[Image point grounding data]
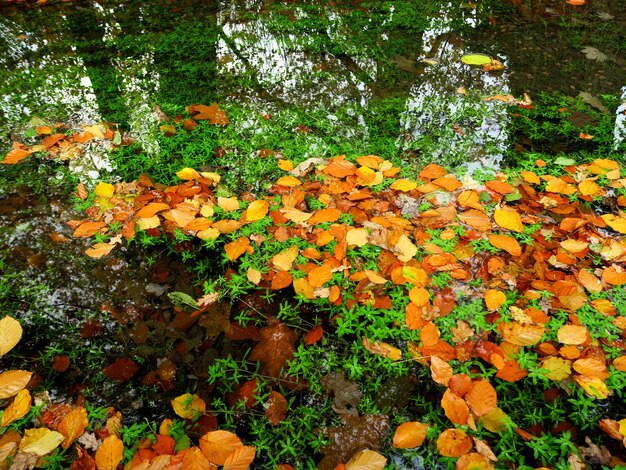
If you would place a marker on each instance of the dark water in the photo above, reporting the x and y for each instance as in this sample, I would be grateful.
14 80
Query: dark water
115 61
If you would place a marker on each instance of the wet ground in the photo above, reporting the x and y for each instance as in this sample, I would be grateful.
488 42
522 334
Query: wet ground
114 61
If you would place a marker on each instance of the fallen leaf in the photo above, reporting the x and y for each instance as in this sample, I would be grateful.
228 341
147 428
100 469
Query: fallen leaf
110 453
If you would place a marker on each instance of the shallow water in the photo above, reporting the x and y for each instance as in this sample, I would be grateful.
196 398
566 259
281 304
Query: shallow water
123 62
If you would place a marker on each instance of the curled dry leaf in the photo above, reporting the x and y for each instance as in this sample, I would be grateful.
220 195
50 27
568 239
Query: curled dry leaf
218 445
367 460
18 408
10 334
188 406
454 443
110 453
410 435
12 381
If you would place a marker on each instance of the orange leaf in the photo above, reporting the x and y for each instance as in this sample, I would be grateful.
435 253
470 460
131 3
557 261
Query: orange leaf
188 406
419 296
240 458
18 153
283 261
509 219
73 425
281 280
506 243
591 367
314 335
440 370
213 113
432 171
494 299
500 187
257 210
340 168
193 459
276 408
522 335
455 407
110 453
21 405
87 229
289 181
454 443
320 275
473 461
429 334
572 334
218 445
99 250
329 214
410 435
475 219
481 398
614 275
236 248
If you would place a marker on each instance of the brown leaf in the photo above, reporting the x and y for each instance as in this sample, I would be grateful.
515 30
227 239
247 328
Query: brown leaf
73 425
110 453
213 113
276 408
275 348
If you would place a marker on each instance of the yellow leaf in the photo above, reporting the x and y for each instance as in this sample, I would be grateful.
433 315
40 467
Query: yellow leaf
616 223
146 223
289 181
404 185
593 386
105 190
589 188
572 334
208 234
285 165
494 421
10 334
110 453
73 425
240 458
253 275
229 204
357 236
405 249
218 445
509 219
188 406
506 243
494 299
295 215
530 177
558 369
212 176
40 441
257 210
237 248
188 174
382 349
12 381
522 335
367 460
574 246
17 409
283 261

● **Assigned task**: Among the lines of the entries, count those containing the string "place" and give only the number.

● **Solved exercise**: 8